TEXTE DE LA PAGE →
· · · ·

Le 25 juillet apparaît enfin un premier scénario, toujours signé Aquin. Le film y est bien arrêté, et surtout sa structure alternant présent et flash-back mémoriels. Les héros ont à peine vingt ans; leur tristesse ou leurs amours n’en seront que plus pathétiques. On a repris au premier rapport l’idée d’une liai­son frère sœur très chaleureuse, mais la mala­die mentale dont on affligeait le frère s’est transformée en un handicap physique causé par un accident de voiture.

Un mois plus tard, le 26 août, Poirier et Aquin produisent un scénario dialogué de vingt-huit pages, découpé en vingt-cinq séquences. Dans un mémo à Grant McLean daté du 3 septembre, Pierre Juneau trouve ce scénario bien construit et bien écrit, mais constate que ses rapports avec le thème original, à savoir le courage, lui semblent bien subtils. Cela a-t-il une quelconque influence sur la dernière mouture du scénario? Une comparaison très serrée m’incite à penser que non, car on y retrouve principalement des précisions et des resserrements de dialogues; rien qui ne modifie la thématique de l’oeuvre sauf une petite finale où la jeune fille, Marie, affir­mant qu’elle s’occupera de son frère handicapé, répond à son frère aîné qui remarque que “c’est une bien grosse responsabilité pour toi toute seule”: “Je ne suis pas seule…”. Mais comme cette finale ne correspond pas à celle qui fut tournée, je ne lui accorde pas plus d’importance que ça.

· · · ·

CONSIGNES →
1/ Selon le texte de la page, en combien de séquences le scénario dialogué du 26 août est-il découpé ?
2/ Transcrivez le passage du texte de la page qui commence par « Le 25 juillet » et se poursuit jusqu'à « accident de voiture. ».

JEU DE DONNÉES →
· · · ·

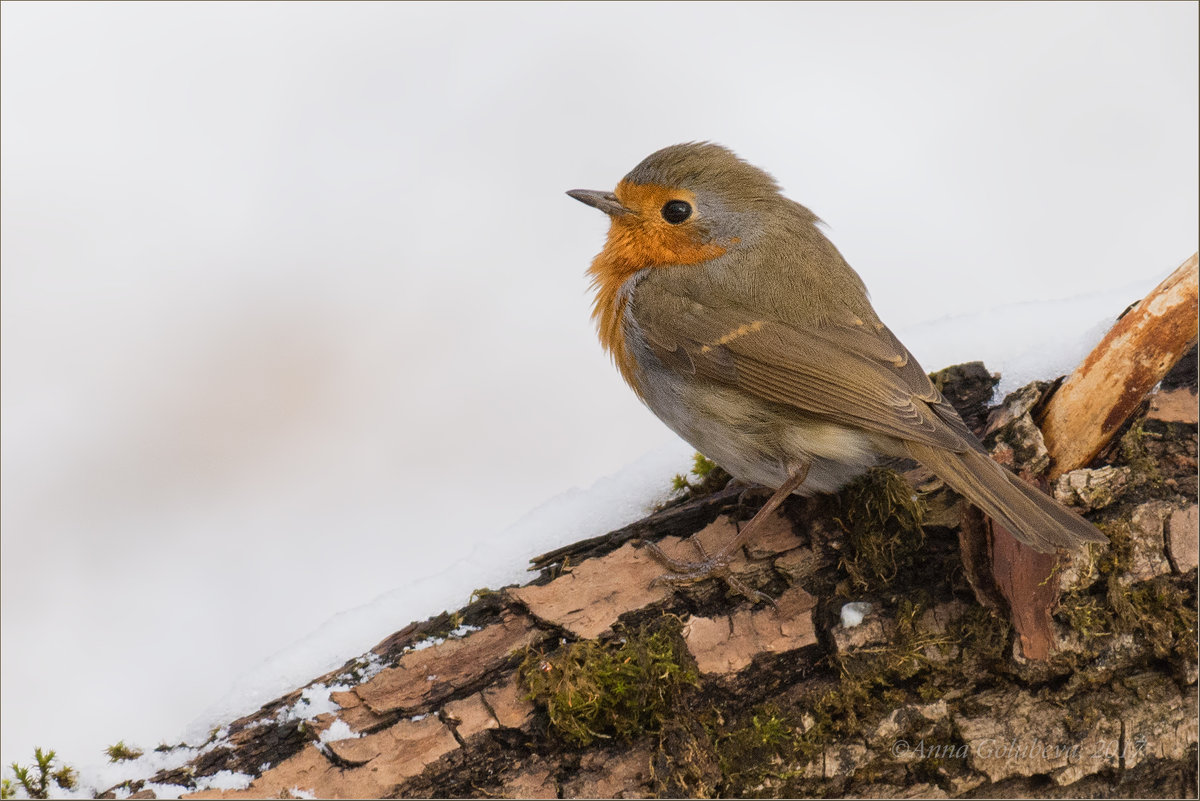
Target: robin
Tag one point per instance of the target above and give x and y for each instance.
(743, 329)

· · · ·

RÉPONSES ATTENDUES →
1/ En vingt-cinq séquences.

2/
Le 25 juillet apparaît enfin un premier scénario, toujours signé Aquin. Le film y est bien arrêté, et surtout sa structure alternant présent et flash-back mémoriels. Les héros ont à peine vingt ans; leur tristesse ou leurs amours n’en seront que plus pathétiques. On a repris au premier rapport l’idée d’une liai­son frère sœur très chaleureuse, mais la mala­die mentale dont on affligeait le frère s’est transformée en un handicap physique causé par un accident de voiture.